**Task instructions:** Turn all the entries below into a numbered list, omitting any blank lines.

___ Data listing ___

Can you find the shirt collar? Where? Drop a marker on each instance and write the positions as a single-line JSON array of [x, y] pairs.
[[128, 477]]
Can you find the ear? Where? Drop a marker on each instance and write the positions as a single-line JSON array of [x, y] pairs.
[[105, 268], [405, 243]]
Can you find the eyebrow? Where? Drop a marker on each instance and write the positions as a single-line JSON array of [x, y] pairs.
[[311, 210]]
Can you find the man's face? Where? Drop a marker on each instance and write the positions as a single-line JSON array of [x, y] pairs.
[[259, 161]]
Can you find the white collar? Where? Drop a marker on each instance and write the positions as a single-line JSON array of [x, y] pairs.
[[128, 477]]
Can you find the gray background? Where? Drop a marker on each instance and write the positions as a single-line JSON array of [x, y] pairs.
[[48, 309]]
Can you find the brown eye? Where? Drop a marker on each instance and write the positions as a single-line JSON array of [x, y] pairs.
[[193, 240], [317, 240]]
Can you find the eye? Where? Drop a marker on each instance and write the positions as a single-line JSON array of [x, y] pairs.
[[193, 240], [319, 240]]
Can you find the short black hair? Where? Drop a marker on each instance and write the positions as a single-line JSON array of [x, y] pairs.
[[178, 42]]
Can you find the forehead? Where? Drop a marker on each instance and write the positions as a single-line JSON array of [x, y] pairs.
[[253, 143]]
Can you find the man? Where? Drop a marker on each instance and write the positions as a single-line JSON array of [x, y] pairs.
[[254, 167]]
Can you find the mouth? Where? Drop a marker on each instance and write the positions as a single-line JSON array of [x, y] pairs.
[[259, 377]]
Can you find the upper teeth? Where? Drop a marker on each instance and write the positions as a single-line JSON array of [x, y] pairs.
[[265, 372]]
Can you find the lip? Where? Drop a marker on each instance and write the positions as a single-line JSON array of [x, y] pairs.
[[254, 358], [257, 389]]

___

**Output for this task:**
1. Can you find the shirt collar? Where? Drop a marker on each instance and write the positions as a single-line JSON array of [x, y] pairs.
2. [[128, 477]]
3. Can you find the ear? Where? Drop a marker on each instance and write the positions as a single-line JSON array of [x, y] pairs.
4. [[105, 268], [405, 243]]
5. Can you find the eyebrow? Where? Drop a marker on each instance and write the positions as a single-line JSON array of [x, y] pairs.
6. [[311, 210]]
7. Can you find the man's face? Where? Drop a marker on each instance and write the positions as a single-line JSON array of [x, y] pairs.
8. [[259, 161]]
9. Can you find the white collar? Where? Drop a marker on each instance and write the positions as a single-line JSON array of [x, y] pairs.
10. [[128, 477]]
11. Can you find the gray background? Where? Drop a marker on each instance and write the positions as a single-line JSON array of [x, y] pairs.
12. [[48, 309]]
13. Can you find the brown eye? Where? Drop a marker on each instance and write the positions as a single-line JSON array of [x, y] pairs.
14. [[193, 240], [317, 240]]
15. Can you find the eye? Where? Drop a marker on each instance and write the positions as a single-line JSON array of [x, y] pairs.
16. [[193, 240], [319, 240]]
17. Can you find the short black hair? Where? Drop a marker on each instance and write the positions as a single-line JSON array of [x, y] pairs.
18. [[178, 42]]
19. Can you find the forehead? Where? Drop a marker on each instance and write the positions as a single-line JSON array of [x, y] pairs.
20. [[253, 143]]
21. Can you find the man? Where? Drop a marker on each instance and write the positions as a single-line JSON array of [x, y] pairs.
22. [[254, 167]]
23. Can you find the mouth? Where? Drop a marker on each instance and write the positions as a single-line JSON array of [x, y] pairs.
24. [[259, 377]]
25. Can you find the upper teeth? Where? Drop a marker on each instance and write the positions as a single-line JSON array of [x, y] pairs.
26. [[265, 372]]
27. Can you find the lip? Where? Drop a marker on each instance and write the positions as a single-line JSON array of [x, y] pairs.
28. [[254, 358], [257, 389]]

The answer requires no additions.